═══ Records supplied
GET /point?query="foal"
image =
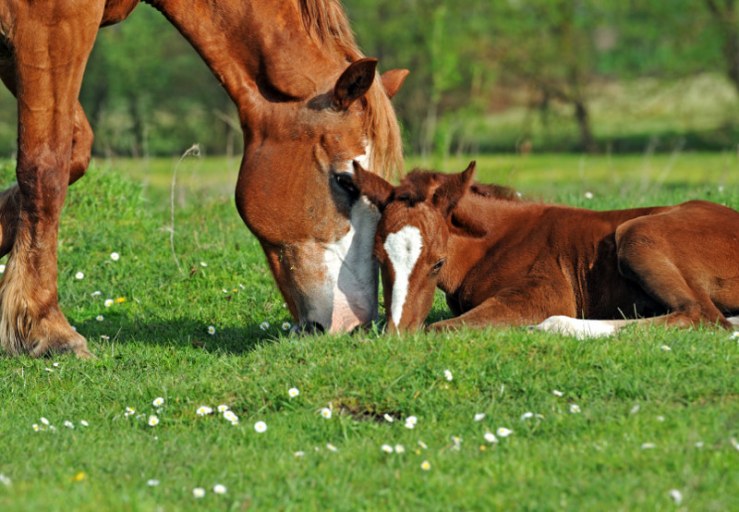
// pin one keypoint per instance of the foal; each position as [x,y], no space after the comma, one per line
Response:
[501,261]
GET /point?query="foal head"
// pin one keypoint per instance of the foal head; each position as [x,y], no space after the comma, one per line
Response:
[412,236]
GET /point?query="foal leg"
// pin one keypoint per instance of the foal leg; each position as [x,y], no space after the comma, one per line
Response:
[50,59]
[514,307]
[647,257]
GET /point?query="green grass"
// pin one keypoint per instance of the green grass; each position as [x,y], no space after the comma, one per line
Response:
[156,344]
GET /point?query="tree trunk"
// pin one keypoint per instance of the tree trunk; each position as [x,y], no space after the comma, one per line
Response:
[727,18]
[587,141]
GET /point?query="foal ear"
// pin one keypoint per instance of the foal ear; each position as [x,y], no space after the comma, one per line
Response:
[453,188]
[373,187]
[392,81]
[354,82]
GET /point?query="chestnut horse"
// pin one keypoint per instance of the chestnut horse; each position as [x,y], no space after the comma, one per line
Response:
[308,103]
[508,262]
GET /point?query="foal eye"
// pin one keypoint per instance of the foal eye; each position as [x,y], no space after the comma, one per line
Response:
[437,266]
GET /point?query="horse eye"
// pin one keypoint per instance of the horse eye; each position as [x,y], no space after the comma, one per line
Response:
[437,266]
[346,183]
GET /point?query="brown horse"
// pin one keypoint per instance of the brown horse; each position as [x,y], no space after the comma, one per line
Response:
[308,103]
[508,262]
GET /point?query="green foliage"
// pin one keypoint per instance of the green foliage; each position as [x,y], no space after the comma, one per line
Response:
[633,393]
[548,64]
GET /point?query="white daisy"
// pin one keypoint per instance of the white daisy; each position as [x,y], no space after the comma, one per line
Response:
[231,416]
[503,432]
[204,410]
[490,437]
[676,496]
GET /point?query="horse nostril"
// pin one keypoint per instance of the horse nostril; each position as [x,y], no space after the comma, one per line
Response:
[307,328]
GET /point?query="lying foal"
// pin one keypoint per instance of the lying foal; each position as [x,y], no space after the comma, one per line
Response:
[506,262]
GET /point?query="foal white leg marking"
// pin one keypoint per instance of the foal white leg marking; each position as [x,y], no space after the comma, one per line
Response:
[580,329]
[403,248]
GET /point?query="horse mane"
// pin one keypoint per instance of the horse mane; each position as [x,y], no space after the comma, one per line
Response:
[419,185]
[326,21]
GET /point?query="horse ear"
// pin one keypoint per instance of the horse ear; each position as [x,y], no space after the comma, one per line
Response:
[392,81]
[354,82]
[373,187]
[453,188]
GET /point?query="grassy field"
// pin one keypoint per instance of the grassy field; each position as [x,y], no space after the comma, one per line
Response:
[647,420]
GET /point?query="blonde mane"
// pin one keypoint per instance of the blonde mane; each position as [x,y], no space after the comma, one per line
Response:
[326,21]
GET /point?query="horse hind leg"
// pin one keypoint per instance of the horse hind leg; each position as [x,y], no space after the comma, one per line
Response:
[646,260]
[10,198]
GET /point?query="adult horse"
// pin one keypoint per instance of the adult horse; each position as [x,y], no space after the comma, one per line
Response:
[308,103]
[508,262]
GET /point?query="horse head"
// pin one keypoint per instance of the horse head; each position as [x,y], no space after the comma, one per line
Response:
[316,236]
[411,241]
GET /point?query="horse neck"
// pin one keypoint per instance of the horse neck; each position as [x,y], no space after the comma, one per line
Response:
[466,248]
[259,63]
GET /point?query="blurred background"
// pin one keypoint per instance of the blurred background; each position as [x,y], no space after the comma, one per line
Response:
[503,76]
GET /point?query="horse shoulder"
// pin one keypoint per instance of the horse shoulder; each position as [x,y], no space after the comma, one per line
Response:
[117,11]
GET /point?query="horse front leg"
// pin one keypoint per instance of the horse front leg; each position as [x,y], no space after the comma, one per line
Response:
[10,198]
[49,62]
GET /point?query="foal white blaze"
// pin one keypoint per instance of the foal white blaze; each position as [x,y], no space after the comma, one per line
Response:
[403,249]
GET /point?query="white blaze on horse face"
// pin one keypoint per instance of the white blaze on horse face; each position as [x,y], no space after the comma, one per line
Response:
[403,249]
[352,272]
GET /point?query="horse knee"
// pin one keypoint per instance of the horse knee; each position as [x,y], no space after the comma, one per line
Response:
[81,146]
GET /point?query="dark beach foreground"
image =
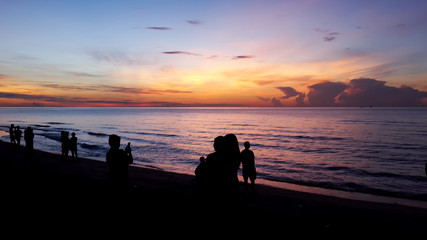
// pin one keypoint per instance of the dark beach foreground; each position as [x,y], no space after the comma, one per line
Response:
[44,191]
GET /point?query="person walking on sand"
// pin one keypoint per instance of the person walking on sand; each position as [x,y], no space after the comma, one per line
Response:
[248,165]
[29,139]
[118,162]
[73,146]
[12,134]
[18,135]
[65,144]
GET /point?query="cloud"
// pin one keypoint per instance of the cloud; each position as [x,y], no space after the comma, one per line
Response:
[324,94]
[182,52]
[113,89]
[371,92]
[159,28]
[329,35]
[117,58]
[83,74]
[30,97]
[291,92]
[242,57]
[194,22]
[357,93]
[276,102]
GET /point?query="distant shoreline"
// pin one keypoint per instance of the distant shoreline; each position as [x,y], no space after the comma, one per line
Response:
[88,179]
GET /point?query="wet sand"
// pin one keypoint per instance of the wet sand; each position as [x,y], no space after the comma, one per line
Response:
[44,189]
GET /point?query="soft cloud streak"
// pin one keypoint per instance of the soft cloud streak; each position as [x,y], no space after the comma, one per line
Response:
[357,93]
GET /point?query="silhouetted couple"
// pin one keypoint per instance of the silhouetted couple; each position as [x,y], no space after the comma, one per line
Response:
[118,161]
[15,134]
[69,144]
[218,172]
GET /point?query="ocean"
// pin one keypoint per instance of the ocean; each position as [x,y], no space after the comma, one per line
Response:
[380,151]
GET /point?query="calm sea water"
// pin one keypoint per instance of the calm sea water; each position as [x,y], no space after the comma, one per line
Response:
[372,150]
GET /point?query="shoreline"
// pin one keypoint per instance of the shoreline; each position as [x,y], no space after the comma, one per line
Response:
[47,184]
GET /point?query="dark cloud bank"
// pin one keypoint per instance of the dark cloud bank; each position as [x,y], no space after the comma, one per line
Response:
[357,93]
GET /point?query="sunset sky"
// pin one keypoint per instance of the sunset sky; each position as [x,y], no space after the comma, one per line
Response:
[213,53]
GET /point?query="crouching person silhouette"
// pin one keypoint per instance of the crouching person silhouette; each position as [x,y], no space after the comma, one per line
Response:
[118,162]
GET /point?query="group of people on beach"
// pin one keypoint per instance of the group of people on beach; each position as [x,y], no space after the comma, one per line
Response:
[219,171]
[15,134]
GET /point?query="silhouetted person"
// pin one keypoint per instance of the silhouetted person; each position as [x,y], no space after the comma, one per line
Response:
[200,172]
[73,146]
[118,162]
[248,165]
[232,154]
[18,135]
[65,144]
[213,169]
[12,134]
[29,139]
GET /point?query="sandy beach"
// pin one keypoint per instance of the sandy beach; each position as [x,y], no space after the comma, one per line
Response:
[60,190]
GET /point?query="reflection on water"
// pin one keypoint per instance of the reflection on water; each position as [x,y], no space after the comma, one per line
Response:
[368,150]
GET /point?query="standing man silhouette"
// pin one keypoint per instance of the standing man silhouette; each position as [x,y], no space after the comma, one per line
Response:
[118,162]
[248,165]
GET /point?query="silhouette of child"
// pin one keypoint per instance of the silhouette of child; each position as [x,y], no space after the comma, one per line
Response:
[29,139]
[12,134]
[65,143]
[200,171]
[73,145]
[18,134]
[248,163]
[118,162]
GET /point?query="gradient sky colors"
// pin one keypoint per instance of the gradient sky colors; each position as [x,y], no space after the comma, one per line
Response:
[213,53]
══════
__Work instructions__
Write the listing above out again exactly, dropping each image.

__Solution for this task__
GET /point?query="foal"
image =
// pin one keypoint per instance of the foal; each position as [x,y], no space after the comma, one per line
Response:
[501,261]
GET /point?query="foal head"
// pin one keypoint per instance of the foal head; each position as [x,y], no space after the comma, one per line
Response:
[412,236]
GET /point?query="foal leg"
// pin one keypoint per instance of the foal leg; each position as [x,y], no space after the comma, one per line
Response:
[50,59]
[514,307]
[647,257]
GET /point?query="green grass"
// pin one keypoint per instance of the green grass; each position as [x,y], no space after the comma, one per line
Response:
[156,344]
GET /point?query="tree trunk"
// pin one keypoint per instance of the tree trunk; each position as [x,y], no space after the comma, one per line
Response:
[727,18]
[587,141]
GET /point?query="foal ear"
// pin one keypoint per instance of the foal ear; each position as [x,y], no space after the comma, one per line
Response:
[453,188]
[373,187]
[392,81]
[354,82]
GET /point?query="chestnut horse"
// pin one keypoint per instance of the chestnut horse; each position as [x,y], no space after the comma, one per line
Response:
[308,103]
[508,262]
GET /point?query="foal eye"
// pin one keypoint per instance of the foal eye; each position as [x,y], no space after the comma, one per line
Response:
[437,266]
GET /point?query="horse eye"
// pin one keypoint per instance of the horse eye; each position as [x,y], no space after the comma, one per line
Response:
[437,266]
[346,183]
GET /point?query="brown horse"
// pin one keypoint per instance of the brown horse; each position as [x,y], no space after the comma, one per line
Response:
[308,103]
[508,262]
GET /point?query="green foliage"
// pin one keypoint per instance of the green foliage; each position as [x,y], no space after the comma, one per line
Response:
[633,393]
[548,64]
GET /point?query="white daisy"
// pin one keypoint per instance of the white daisy; each position as [x,y], no space after the comma, one per line
Response:
[231,416]
[503,432]
[204,410]
[490,437]
[676,496]
GET /point?query="horse nostril"
// pin one keypoint per instance of the horse nostril; each position as [x,y], no space after the comma, one per line
Response:
[307,328]
GET /point?query="lying foal"
// pin one keypoint per instance of the lying foal; each position as [x,y], no space after the comma, one per line
Response:
[506,262]
GET /point?query="foal white leg marking"
// pin one keypoint per instance of the foal white leg marking; each position as [x,y], no space after the comma, one per line
Response:
[580,329]
[403,248]
GET /point?query="horse mane"
// pin one keypoint per instance of the horse mane; each position as [x,y], no space after the comma, one per line
Response:
[419,185]
[326,21]
GET /point?query="horse ear"
// pin one keypoint per instance of the horse ear; each position as [x,y], no space after the comma, one per line
Response:
[392,81]
[354,82]
[373,187]
[453,188]
GET /point?query="grassy field"
// pin one keypoint per instance of the grassy field; each position as [x,y], no space after the comma, one per line
Response:
[647,420]
GET /point?query="blonde mane"
// pin one keypoint per instance of the blonde mane; each position as [x,y], no space after the comma, one per line
Response:
[326,21]
GET /point?query="horse hind leg"
// pin one keypoint per instance of the horse hind leg; each position as [x,y], no space after the comma, one per line
Response:
[646,260]
[10,198]
GET /point?query="adult horse"
// pin one keypoint per instance of the adult horse; each position as [x,y], no space after the comma, one per line
Response:
[308,103]
[508,262]
GET /point?query="horse head"
// pin one keypoint per instance of the horse head; each position as [x,y], no space after the comma, one per line
Response:
[316,236]
[411,241]
GET /point?query="horse neck"
// pin one keypoint per instance of the horse neck; each position as [x,y], no space after the comma, one per line
Response:
[466,248]
[259,63]
GET /point?query="blurred background"
// pin one keypoint per instance of the blurred background; each position as [x,y], no space after the comma, one per line
Response:
[503,76]
GET /point?query="horse shoulder"
// pin one keypoint per instance of the horse shoulder; each position as [x,y], no space after the comma, one per line
Response:
[117,11]
GET /point?query="horse front leg"
// pin one keypoint per instance of the horse front leg; each position as [x,y], no space after the comma, one per line
Response:
[10,198]
[49,62]
GET /point?query="foal white blaze"
// pin one keypoint per instance of the foal white blaze; each position as [x,y], no space after the comma, one per line
Response:
[403,249]
GET /point?query="white blaze on horse face"
// pin one keypoint per instance of the white blaze on horse face; each position as [x,y], no space after the comma, one per line
Response:
[403,249]
[352,272]
GET /point?query="horse knee"
// pin one keypoint per instance of the horse knee; each position as [x,y], no space after the comma, one per line
Response:
[81,146]
GET /point?query="dark beach foreground"
image =
// pin one keypoint per instance of the dark beach foreground; each position as [x,y], no space after the comma, one per line
Response:
[44,191]
GET /point?query="person walking on sand"
// pin one keypoint per instance of the person walking on sand; each position as [x,y], no space after the comma, one per line
Response:
[248,165]
[29,139]
[118,162]
[73,146]
[12,134]
[18,135]
[65,144]
GET /point?query="cloud"
// pin one keypoint per instance of the cloud; each position as [x,y], no space after the comma, one per line
Response:
[324,94]
[182,52]
[113,89]
[371,92]
[159,28]
[329,35]
[117,58]
[83,74]
[30,97]
[291,92]
[242,57]
[194,22]
[357,93]
[276,102]
GET /point?query="distant shoreline"
// pin one keypoint per instance of the distant shoreline; each position as [x,y], no space after the comma, one per line
Response:
[88,179]
GET /point?query="wet sand"
// pin one keypoint per instance of the wet sand; each position as [x,y], no space after the comma, one per line
Response:
[44,189]
GET /point?query="soft cloud streak"
// pin one keypoint per instance of the soft cloud streak; each position as [x,y], no space after the comma, one per line
Response:
[357,93]
GET /point?query="silhouetted couple"
// pin one keypoint per instance of the silhouetted couple; each position as [x,y], no space after the comma, one per line
Response:
[118,161]
[15,134]
[69,144]
[218,172]
GET /point?query="ocean"
// pin one keypoint per instance of the ocean; each position as [x,y], no space after the comma, one per line
Response:
[380,151]
GET /point?query="calm sea water"
// pin one keypoint per instance of the calm sea water; each position as [x,y], no space after the comma, one per line
Response:
[372,150]
GET /point?query="shoreline"
// pin one keypoint per instance of the shoreline; each position as [x,y], no space after the comma, one per line
Response:
[47,184]
GET /point?query="dark cloud bank"
// pin one keypoint per instance of the dark cloud bank; each position as [x,y], no space after the comma, one per line
Response:
[357,93]
GET /point?query="sunset sky"
// pin one keypoint per instance of the sunset sky; each position as [x,y], no space after the comma, one per line
Response:
[213,53]
GET /point?query="crouching person silhouette"
// pin one keypoint per instance of the crouching person silhouette; each position as [x,y], no space after the comma, one per line
Response:
[118,162]
GET /point?query="group of people on beach"
// pin one keypoint per instance of the group of people on beach; each position as [x,y], no space after the comma, one per line
Response:
[219,171]
[15,134]
GET /point?query="silhouetted person"
// pin one keypoint per instance of the silhouetted person; each position as [x,y], no space after the comma, one per line
Response:
[200,172]
[73,146]
[118,162]
[248,165]
[232,154]
[18,135]
[65,144]
[213,169]
[12,134]
[29,139]
GET /point?query="sandy beach"
// pin one keypoint per instance of the sandy beach; each position as [x,y], no space after the comma, one per line
Response:
[60,190]
GET /point?query="reflection on water"
// pin one keypoint per instance of the reflection on water; each position as [x,y], no space after the comma, one per line
Response:
[368,150]
GET /point?query="standing man silhouette"
// pin one keypoint per instance of the standing man silhouette; each position as [x,y], no space after the comma, one per line
Response:
[118,162]
[248,165]
GET /point?query="silhouette of child"
// pin one keypoint per instance of the silhouette of child; each position as [x,y], no space after the comma, one per line
Response:
[29,139]
[12,134]
[65,143]
[200,171]
[73,145]
[18,134]
[248,163]
[118,162]
GET /point?query="gradient sky colors"
// pin one keypoint per instance of the gradient sky colors; each position as [x,y], no space after the comma, one per line
Response:
[213,53]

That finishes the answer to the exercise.